** Task details **
Some lines below may hold the string "with". Count them and give only the total.

** Excerpted records **

== == ==

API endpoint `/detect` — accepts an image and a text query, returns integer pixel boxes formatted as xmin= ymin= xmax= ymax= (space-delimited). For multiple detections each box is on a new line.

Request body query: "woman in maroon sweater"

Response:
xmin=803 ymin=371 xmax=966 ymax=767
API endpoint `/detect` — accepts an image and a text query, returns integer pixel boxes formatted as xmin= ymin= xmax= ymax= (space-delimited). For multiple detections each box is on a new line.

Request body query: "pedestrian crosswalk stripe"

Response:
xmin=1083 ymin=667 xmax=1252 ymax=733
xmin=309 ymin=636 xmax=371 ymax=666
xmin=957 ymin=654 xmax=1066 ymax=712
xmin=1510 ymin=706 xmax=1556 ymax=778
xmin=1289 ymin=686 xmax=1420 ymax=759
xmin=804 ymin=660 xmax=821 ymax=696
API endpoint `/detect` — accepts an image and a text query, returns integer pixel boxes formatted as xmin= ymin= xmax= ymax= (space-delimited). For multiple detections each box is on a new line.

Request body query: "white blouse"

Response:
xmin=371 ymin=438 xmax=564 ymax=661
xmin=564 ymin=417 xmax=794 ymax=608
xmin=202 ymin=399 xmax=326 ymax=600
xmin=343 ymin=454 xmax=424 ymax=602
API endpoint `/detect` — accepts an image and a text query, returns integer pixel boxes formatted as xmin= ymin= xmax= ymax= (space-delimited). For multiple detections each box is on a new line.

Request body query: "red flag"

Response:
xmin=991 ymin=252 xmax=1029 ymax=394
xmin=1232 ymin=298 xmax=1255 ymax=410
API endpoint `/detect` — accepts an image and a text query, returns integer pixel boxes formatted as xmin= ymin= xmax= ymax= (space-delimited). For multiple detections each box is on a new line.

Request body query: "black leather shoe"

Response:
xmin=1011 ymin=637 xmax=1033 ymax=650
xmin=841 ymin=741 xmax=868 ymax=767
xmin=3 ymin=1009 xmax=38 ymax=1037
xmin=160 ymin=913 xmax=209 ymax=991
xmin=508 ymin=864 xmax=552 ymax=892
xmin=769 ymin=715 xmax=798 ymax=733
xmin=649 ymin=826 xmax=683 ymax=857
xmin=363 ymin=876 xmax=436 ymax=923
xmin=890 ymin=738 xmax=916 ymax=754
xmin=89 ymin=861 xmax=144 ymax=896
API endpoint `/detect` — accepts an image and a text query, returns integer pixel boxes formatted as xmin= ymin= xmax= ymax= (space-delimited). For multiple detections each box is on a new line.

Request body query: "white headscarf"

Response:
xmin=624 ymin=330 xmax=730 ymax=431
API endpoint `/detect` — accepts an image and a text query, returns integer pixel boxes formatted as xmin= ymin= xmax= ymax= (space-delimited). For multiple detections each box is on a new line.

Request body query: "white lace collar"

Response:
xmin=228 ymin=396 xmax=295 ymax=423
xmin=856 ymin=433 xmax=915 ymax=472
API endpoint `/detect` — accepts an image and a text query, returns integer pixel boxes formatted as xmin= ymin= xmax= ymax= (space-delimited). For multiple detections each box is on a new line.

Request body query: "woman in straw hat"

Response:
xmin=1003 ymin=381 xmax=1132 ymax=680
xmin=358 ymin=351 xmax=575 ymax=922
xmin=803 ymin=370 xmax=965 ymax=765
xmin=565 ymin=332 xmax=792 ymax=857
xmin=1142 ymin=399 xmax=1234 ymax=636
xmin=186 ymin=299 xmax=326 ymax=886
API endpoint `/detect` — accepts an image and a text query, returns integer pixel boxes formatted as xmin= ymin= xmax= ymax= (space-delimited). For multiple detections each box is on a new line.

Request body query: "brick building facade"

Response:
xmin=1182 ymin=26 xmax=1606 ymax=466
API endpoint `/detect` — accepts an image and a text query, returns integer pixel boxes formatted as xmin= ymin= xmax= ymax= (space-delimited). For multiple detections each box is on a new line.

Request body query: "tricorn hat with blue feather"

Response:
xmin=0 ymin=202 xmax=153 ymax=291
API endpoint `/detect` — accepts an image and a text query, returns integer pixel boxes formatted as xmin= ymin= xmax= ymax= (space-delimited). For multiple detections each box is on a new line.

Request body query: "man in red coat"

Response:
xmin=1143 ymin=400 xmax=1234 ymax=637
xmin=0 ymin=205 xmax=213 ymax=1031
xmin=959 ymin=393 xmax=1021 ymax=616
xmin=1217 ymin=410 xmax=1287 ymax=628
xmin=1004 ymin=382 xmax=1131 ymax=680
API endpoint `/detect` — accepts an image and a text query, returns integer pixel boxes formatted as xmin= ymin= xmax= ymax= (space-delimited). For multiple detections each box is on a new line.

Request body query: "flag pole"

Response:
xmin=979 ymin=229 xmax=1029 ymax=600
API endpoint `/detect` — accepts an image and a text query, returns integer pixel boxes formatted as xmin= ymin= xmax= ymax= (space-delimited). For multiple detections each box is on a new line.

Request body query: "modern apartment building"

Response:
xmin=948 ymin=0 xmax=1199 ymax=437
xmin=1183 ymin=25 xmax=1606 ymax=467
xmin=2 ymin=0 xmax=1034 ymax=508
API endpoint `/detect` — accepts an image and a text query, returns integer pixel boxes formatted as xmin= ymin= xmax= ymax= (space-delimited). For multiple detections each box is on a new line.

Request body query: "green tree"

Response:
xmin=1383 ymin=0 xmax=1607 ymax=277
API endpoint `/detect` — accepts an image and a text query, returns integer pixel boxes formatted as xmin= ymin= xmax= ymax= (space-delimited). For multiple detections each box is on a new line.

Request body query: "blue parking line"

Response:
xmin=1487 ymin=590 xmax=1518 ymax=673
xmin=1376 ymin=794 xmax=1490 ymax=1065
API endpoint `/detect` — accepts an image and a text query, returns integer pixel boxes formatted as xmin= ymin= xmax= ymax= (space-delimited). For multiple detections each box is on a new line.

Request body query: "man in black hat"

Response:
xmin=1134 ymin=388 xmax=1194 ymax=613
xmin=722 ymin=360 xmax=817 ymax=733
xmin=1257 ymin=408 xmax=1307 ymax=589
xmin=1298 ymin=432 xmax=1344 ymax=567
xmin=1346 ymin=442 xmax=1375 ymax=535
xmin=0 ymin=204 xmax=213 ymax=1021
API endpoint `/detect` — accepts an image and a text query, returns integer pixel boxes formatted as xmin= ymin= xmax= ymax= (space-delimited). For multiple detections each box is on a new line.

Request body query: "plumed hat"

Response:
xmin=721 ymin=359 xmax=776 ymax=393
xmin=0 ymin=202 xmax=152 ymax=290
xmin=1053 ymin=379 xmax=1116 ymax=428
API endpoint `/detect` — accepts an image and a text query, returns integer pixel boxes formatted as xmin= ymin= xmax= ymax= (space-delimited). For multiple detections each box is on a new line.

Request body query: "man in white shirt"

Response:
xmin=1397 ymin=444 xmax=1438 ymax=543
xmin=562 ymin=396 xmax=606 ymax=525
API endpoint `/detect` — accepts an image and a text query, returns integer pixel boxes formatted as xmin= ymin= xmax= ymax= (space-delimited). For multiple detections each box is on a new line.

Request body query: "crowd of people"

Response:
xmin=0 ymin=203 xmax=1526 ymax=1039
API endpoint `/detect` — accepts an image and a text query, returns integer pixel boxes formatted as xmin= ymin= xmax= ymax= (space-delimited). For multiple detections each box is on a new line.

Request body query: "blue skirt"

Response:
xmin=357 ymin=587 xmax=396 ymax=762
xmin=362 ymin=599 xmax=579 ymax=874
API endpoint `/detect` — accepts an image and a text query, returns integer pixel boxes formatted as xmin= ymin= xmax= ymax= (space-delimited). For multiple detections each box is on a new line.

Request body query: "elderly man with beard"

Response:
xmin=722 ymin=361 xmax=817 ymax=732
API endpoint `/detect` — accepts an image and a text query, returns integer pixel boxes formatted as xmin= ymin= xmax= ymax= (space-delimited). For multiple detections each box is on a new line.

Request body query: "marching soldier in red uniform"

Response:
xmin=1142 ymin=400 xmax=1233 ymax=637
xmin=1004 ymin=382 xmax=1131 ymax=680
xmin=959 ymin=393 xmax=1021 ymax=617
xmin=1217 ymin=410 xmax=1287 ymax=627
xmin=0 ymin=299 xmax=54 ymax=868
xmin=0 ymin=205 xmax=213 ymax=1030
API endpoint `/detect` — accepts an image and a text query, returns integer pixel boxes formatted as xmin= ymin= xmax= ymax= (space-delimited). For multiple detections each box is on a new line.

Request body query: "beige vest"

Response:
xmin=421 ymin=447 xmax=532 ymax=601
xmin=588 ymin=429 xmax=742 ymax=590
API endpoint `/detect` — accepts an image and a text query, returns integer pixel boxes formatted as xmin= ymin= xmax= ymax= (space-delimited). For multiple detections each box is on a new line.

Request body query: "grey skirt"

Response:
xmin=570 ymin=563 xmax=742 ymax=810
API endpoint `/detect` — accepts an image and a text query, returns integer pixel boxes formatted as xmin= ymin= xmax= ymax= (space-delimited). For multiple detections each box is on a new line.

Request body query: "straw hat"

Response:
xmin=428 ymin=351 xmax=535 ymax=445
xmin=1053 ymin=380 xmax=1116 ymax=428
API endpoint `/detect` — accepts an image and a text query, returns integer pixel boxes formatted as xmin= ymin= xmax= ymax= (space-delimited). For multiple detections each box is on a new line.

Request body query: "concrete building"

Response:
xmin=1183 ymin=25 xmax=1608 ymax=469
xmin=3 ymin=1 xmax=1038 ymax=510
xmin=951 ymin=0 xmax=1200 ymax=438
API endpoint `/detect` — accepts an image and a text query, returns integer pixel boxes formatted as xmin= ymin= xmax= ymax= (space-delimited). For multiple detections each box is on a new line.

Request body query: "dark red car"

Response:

== == ==

** Reply **
2